DIRECTIVE 1 -
Repeat the stretch of the density plot post from "I have data" through "the maximum point(s)?", word for word.
DIRECTIVE 2 -
Answer these from the density plot post:
(a) About how many rows does the data have?
(b) What fill color is given to the density curve in the plotting code?
(c) What function is added to the plot to show the x-axis in log scale?
DIRECTIVE 3 -
In one to three sentences, explain why the density plot post switches the x-axis to a log scale.

-------- TEXT SECTION --------

I have data with around 25,000 rows myData with column attr having values from 0 -> 45,600. I am not sure how to make a simplified or reproducible data...
Anyway, I am plotting the density of attr like below, and I also find the attr value where density is maximum:
library(ggplot)
max <- which.max(density(myData$attr)$y)
density(myData$attr)$x[max]
ggplot(myData, aes(x=attr))+
geom_density(color="darkblue", fill="lightblue")+
geom_vline(xintercept = density(myData$attr)$x[max])+
xlab("attr")
Here is the plot I have got with the x-intercept at maximum point:
Since the data is skewed, I then attempted to draw x-axis in log scale by adding scale_x_log10() to the ggplot, here is the new graph:
My questions now are:
1. Why does it have 2 maximum points now? Why is my x-intercept no longer at the maximum point(s)?

-------- RECORD SET --------

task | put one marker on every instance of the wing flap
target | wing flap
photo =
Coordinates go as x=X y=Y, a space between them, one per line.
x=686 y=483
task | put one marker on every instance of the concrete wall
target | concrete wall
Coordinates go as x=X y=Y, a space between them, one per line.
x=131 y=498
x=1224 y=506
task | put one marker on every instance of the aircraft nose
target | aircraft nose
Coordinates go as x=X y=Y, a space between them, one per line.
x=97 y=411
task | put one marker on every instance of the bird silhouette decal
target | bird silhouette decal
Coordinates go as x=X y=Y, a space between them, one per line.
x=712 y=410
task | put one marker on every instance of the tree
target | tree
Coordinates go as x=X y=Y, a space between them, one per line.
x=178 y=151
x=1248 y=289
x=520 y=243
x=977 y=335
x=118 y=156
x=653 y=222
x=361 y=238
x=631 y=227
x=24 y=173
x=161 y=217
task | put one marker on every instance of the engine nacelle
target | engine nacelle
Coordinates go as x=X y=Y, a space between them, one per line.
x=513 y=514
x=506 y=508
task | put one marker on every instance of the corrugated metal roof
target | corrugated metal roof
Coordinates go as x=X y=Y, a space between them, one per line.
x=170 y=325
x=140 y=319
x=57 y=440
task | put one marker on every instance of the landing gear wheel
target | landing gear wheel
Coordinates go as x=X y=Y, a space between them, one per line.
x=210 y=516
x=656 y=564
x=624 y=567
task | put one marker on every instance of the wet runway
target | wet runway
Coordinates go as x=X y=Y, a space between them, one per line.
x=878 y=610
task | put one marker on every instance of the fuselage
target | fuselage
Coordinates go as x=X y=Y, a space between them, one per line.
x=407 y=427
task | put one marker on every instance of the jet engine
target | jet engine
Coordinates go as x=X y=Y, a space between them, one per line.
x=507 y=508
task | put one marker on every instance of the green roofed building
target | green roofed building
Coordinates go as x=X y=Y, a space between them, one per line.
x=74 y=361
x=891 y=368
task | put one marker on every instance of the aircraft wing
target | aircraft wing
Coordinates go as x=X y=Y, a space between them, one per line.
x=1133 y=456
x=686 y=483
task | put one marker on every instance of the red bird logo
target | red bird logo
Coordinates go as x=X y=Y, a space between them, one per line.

--------

WRITTEN SOLUTION 1 -
I have data with around 25,000 rows myData with column attr having values from 0 -> 45,600. I am not sure how to make a simplified or reproducible data...
Anyway, I am plotting the density of attr like below, and I also find the attr value where density is maximum:
library(ggplot)
max <- which.max(density(myData$attr)$y)
density(myData$attr)$x[max]
ggplot(myData, aes(x=attr))+
geom_density(color="darkblue", fill="lightblue")+
geom_vline(xintercept = density(myData$attr)$x[max])+
xlab("attr")
Here is the plot I have got with the x-intercept at maximum point:
Since the data is skewed, I then attempted to draw x-axis in log scale by adding scale_x_log10() to the ggplot, here is the new graph:
My questions now are:
1. Why does it have 2 maximum points now? Why is my x-intercept no longer at the maximum point(s)?

WRITTEN SOLUTION 2 -
(a) Around 25,000 rows.
(b) Light blue ("lightblue").
(c) scale_x_log10().

WRITTEN SOLUTION 3 -
The data is skewed, so the writer tries drawing the x-axis in log scale by adding scale_x_log10() to the ggplot.